RLLIB Evaluation on a batch of observations

We would like to evaluate out RL model on a batch of pre-saved observations (as opposed to the natural walk of the agent through the environment). We expect that the function algo.compute_actions() should allow doing that but we cannot find the right representation of the input data that works with the function. Optimally, we would provide the function with batches of observations in a form of either: PD DataFrames, NP Arrays, Python Dictionaries, Lists, … Below I am pasting the minimal code that recreates the issue with data representations tested so far.

I am also listing the errors we are getting with each of the input versions:

Thx in advance for help on it

“”"
! pip install ray
! pip install gymnasium
! pip install dm_tree
! pip install tensorflow
! pip install tensorflow-probability
#“”"

import numpy as np
from ray.rllib.algorithms.ppo import PPOConfig

algo = (
PPOConfig()
.environment(“CartPole-v1”)
.framework(“tf2”)
.rollouts(num_rollout_workers=0)
.build()
)

for i in range(10):
print(i)
print(“algo.compute_single_action() SINGLE”,algo.compute_single_action({“obs”: np.array([np.random.rand(), np.random.rand(), np.random.rand(), np.random.rand()])}))

#"""
-------
Exercise objective
Can you print the entire RLlib post above, word for word? The records that come next have nothing to do with the RLlib post.

Stored data
-------
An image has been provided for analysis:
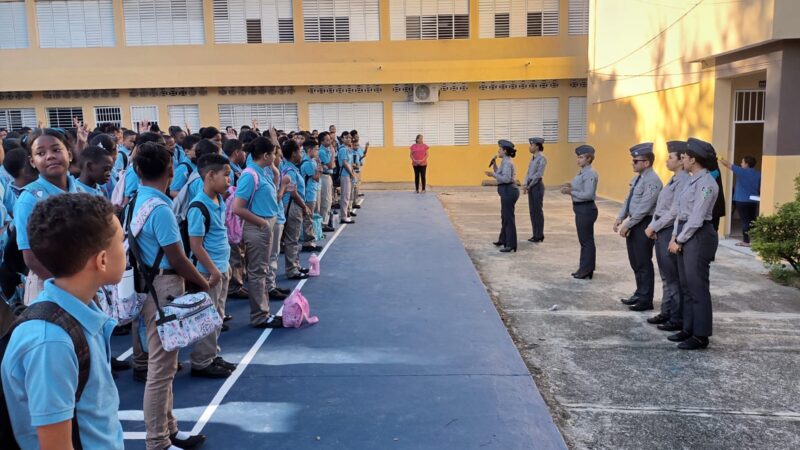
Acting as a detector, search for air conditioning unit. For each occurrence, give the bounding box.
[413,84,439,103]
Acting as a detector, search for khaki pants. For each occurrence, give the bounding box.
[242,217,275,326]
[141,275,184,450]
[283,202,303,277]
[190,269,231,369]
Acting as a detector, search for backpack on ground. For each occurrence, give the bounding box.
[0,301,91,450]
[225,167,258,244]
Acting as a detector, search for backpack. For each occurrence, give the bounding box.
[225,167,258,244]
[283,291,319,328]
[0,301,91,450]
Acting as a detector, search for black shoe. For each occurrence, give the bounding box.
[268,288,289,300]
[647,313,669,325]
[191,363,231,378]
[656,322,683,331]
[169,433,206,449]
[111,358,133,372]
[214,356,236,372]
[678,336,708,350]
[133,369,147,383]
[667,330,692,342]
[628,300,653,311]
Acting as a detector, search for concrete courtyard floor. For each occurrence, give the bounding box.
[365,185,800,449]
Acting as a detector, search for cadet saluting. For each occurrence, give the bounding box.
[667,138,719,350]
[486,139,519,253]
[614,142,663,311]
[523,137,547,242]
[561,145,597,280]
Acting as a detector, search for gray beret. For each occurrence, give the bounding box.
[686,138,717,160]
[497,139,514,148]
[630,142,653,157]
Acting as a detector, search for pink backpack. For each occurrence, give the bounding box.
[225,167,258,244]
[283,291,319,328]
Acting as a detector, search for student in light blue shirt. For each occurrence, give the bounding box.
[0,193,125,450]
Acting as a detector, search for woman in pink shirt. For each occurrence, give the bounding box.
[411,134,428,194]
-------
Final answer
RLLIB Evaluation on a batch of observations

We would like to evaluate out RL model on a batch of pre-saved observations (as opposed to the natural walk of the agent through the environment). We expect that the function algo.compute_actions() should allow doing that but we cannot find the right representation of the input data that works with the function. Optimally, we would provide the function with batches of observations in a form of either: PD DataFrames, NP Arrays, Python Dictionaries, Lists, … Below I am pasting the minimal code that recreates the issue with data representations tested so far.

I am also listing the errors we are getting with each of the input versions:

Thx in advance for help on it

“”"
! pip install ray
! pip install gymnasium
! pip install dm_tree
! pip install tensorflow
! pip install tensorflow-probability
#“”"

import numpy as np
from ray.rllib.algorithms.ppo import PPOConfig

algo = (
PPOConfig()
.environment(“CartPole-v1”)
.framework(“tf2”)
.rollouts(num_rollout_workers=0)
.build()
)

for i in range(10):
print(i)
print(“algo.compute_single_action() SINGLE”,algo.compute_single_action({“obs”: np.array([np.random.rand(), np.random.rand(), np.random.rand(), np.random.rand()])}))

#"""